Exercise requirements →
1 – From the review comparing The Force with The Shield, reproduce the passage from "As a matter" up to and including "began breaking apart.".
2 – Answer these questions using the review comparing The Force with The Shield:
(a) What did the strike team take down in The Shield?
(b) Which character did the reviewer picture in place of Malone?
(c) Instead of putting Vic Mackey in prison, where did the Feds put him at the end of The Shield?
Start Document passage
For those of us who watched The Shield, and followed the exploits of Vic Mackey and his crew for several seasons, we see that The Force just seems like the same story in book form.

The main plot involves a rip off of a huge amount of drugs from a local drug lord . . . with Vic Mackey and his crew in The Shield it was the strike team taking down the Armenian Money Train.

As a matter of fact, about halfway through the novel, I began wondering why the author didn''t just name his characters Vic Mackey and the Strike Team and call the book Fan Fiction. In my mind I was already picturing Vic Mackey (instead of Malone) anyway, and the entire plot seemed to be the same thing as what Vic Mackey went through. . .trying to stay one step ahead of the criminals and the IAB guys and finally his own crew began breaking apart.

The ending to The Shield was one of the best endings to any TV series I''ve ever seen. The Feds finally get Vic Mackey off the streets, and instead of putting him in prison, they put him behind a desk and don''t even allow him to own or carry a weapon. He is not allowed to do anything out of line, and his restrictions are so severe that he cannot even backtalk anyone. He is a man of the streets, but he is taken off the streets, and allowed to SEE the streets from his office, yet his hands are tied behind his back and he is unable to do anything. It is THE most perfect hell for a wild-ass cop like Vic Mackey that can be imagined, worse than prison, where he would have clawed his way to the top of a prison hierarchy.
End Document passage
Start Material provided
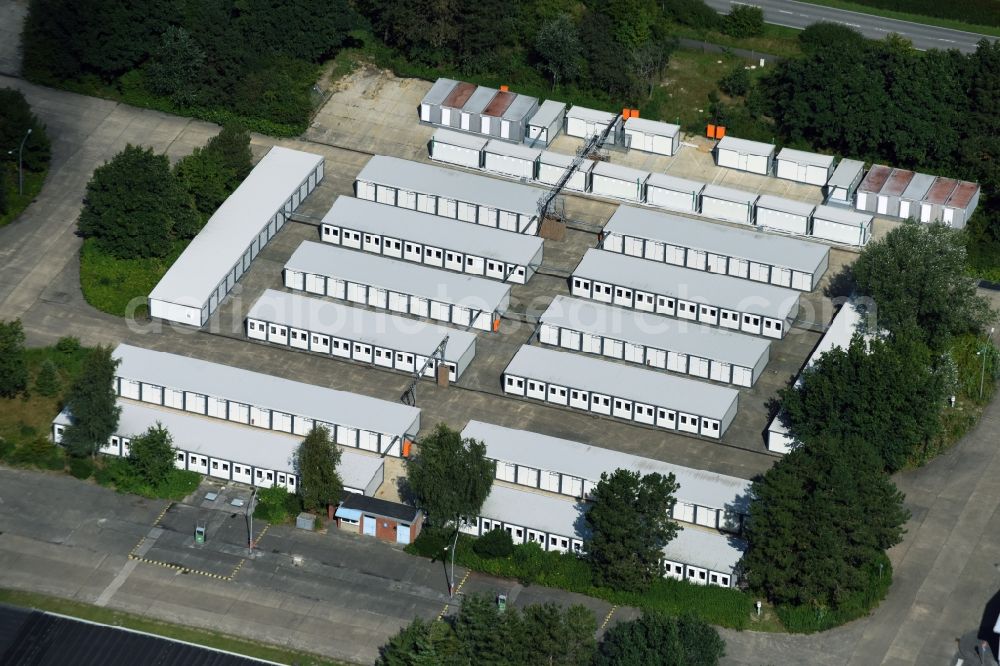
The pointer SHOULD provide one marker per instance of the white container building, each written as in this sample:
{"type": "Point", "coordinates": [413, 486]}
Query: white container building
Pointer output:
End Material provided
Responses per task →
1 –
As a matter of fact, about halfway through the novel, I began wondering why the author didn''t just name his characters Vic Mackey and the Strike Team and call the book Fan Fiction. In my mind I was already picturing Vic Mackey (instead of Malone) anyway, and the entire plot seemed to be the same thing as what Vic Mackey went through. . .trying to stay one step ahead of the criminals and the IAB guys and finally his own crew began breaking apart.

2 –
(a) The Armenian Money Train.
(b) Vic Mackey.
(c) Behind a desk.